Required task -
Rewrite the stretch of rows below, from the line containing "Annotation task: mark the green sports" through the end of the rows, as a numbered list, leaving out any blank lines.

___ Task material

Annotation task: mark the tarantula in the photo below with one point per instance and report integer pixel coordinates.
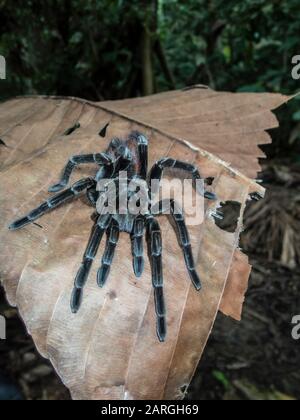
(130, 155)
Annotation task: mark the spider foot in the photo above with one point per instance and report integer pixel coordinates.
(57, 187)
(102, 275)
(161, 329)
(195, 279)
(18, 224)
(138, 266)
(210, 195)
(76, 299)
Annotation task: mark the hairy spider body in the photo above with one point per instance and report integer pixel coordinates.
(131, 156)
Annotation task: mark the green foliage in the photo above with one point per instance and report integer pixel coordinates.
(93, 48)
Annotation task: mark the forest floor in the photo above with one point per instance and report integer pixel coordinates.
(254, 359)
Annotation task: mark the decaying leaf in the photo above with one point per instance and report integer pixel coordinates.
(109, 350)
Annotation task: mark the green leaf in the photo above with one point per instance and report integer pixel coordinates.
(221, 377)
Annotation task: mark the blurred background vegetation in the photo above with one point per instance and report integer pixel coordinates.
(112, 49)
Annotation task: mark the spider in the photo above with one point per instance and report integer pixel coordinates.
(129, 155)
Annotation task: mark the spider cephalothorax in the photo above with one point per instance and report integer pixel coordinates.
(131, 156)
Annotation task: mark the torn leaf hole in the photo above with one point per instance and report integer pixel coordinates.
(103, 131)
(227, 216)
(72, 129)
(183, 389)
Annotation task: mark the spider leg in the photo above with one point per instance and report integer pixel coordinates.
(155, 252)
(98, 158)
(184, 241)
(142, 146)
(52, 203)
(98, 230)
(158, 168)
(111, 243)
(137, 245)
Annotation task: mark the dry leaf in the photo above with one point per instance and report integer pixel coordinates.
(109, 350)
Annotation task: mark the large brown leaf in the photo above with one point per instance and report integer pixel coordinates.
(109, 350)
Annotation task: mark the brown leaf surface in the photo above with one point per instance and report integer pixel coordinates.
(109, 350)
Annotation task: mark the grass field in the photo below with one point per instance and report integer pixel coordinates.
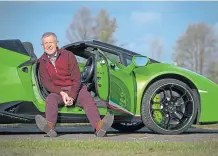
(98, 147)
(102, 147)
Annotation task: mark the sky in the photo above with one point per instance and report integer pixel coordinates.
(138, 22)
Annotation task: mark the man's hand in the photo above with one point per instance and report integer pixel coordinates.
(68, 101)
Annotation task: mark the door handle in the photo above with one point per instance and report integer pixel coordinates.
(25, 69)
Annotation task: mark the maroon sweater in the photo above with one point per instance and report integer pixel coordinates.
(66, 73)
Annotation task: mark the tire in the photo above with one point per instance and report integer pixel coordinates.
(122, 127)
(177, 111)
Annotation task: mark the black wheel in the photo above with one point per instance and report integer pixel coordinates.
(128, 127)
(169, 106)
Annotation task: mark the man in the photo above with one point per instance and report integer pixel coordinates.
(59, 73)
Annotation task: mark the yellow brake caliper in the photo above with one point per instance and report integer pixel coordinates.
(156, 105)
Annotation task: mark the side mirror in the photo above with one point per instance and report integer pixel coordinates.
(140, 61)
(112, 65)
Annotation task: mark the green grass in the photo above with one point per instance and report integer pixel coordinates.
(99, 147)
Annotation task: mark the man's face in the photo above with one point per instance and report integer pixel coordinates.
(49, 44)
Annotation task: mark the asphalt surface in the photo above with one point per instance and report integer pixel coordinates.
(86, 132)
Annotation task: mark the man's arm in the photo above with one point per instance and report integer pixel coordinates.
(75, 75)
(46, 80)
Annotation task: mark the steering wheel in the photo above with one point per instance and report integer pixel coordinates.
(88, 70)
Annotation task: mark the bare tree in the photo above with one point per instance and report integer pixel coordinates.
(212, 71)
(195, 47)
(156, 48)
(105, 27)
(81, 27)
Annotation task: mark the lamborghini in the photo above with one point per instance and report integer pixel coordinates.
(139, 91)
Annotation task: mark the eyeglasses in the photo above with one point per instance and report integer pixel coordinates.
(48, 43)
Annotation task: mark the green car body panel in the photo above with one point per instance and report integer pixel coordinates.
(120, 86)
(15, 85)
(206, 89)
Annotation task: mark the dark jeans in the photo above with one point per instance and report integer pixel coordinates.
(85, 100)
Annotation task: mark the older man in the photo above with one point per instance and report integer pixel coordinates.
(59, 73)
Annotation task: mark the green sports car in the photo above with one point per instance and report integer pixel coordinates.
(139, 91)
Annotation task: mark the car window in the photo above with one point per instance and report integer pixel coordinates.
(128, 59)
(80, 59)
(112, 56)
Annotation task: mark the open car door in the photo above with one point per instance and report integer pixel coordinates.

______

Response to the task -
1. Annotation task: mark the green sports car in the photo above with one point per instance and report integer pixel coordinates.
2. (139, 91)
3. Annotation task: mark the car window in the photo above with one point per instance and report integer pixel coordinates.
4. (128, 59)
5. (80, 59)
6. (112, 56)
7. Annotation task: mark the open car door in the photo above with one point per instance and report integer pixel coordinates.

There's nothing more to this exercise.